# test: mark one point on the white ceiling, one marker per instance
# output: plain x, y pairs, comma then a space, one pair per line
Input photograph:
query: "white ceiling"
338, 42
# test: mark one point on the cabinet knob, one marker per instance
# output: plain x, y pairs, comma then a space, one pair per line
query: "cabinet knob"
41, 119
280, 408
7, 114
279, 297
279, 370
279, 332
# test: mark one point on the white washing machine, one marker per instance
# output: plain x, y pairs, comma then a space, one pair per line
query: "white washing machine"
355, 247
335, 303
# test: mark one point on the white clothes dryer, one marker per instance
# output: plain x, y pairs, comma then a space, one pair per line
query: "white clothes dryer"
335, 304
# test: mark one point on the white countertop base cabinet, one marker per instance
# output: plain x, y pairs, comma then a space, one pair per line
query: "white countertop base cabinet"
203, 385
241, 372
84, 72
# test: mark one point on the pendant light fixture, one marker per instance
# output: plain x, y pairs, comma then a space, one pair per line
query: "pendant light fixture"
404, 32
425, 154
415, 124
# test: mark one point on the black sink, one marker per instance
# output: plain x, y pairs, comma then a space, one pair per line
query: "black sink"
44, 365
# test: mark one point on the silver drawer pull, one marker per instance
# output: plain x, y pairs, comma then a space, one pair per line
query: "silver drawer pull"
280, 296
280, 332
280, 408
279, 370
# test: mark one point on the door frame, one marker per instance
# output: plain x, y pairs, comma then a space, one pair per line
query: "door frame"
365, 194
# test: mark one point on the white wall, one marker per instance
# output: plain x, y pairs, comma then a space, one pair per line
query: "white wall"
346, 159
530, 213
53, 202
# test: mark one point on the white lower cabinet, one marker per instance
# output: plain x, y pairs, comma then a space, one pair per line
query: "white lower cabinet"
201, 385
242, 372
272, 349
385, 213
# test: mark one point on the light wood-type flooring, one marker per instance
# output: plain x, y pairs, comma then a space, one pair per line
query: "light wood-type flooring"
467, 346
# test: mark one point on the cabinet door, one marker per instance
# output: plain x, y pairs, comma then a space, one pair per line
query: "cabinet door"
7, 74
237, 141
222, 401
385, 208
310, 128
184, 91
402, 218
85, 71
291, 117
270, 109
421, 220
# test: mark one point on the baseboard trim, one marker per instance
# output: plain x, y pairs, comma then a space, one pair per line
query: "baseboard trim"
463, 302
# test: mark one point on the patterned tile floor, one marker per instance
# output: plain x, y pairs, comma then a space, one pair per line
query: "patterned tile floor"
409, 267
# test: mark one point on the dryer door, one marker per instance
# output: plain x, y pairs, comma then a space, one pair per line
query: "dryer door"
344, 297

* **PROBLEM**:
All that is wanted is an exact copy of the lines above from the one with "# test: mark one point on the door" through the one with "# test: mark one point on the light", with both ends included.

* **ANSWER BOX**:
# test: mark one point on the door frame, one marker per instance
# output: plain x, y pairs, comma then a space, one pair per line
query: "door frame"
365, 194
# test: mark one point on the white wall, one marker per instance
# output: plain x, y pairs, comma then a space, one pair per line
query: "white wall"
346, 159
530, 213
53, 202
# test: mark one point on the white lower cabinet, one marker per instance
# output: plain x, y pairs, comma then a space, one pair per line
query: "white lower cabinet"
201, 385
242, 372
272, 349
385, 213
# test: mark one point on the light wood-type flooring, one marker per instance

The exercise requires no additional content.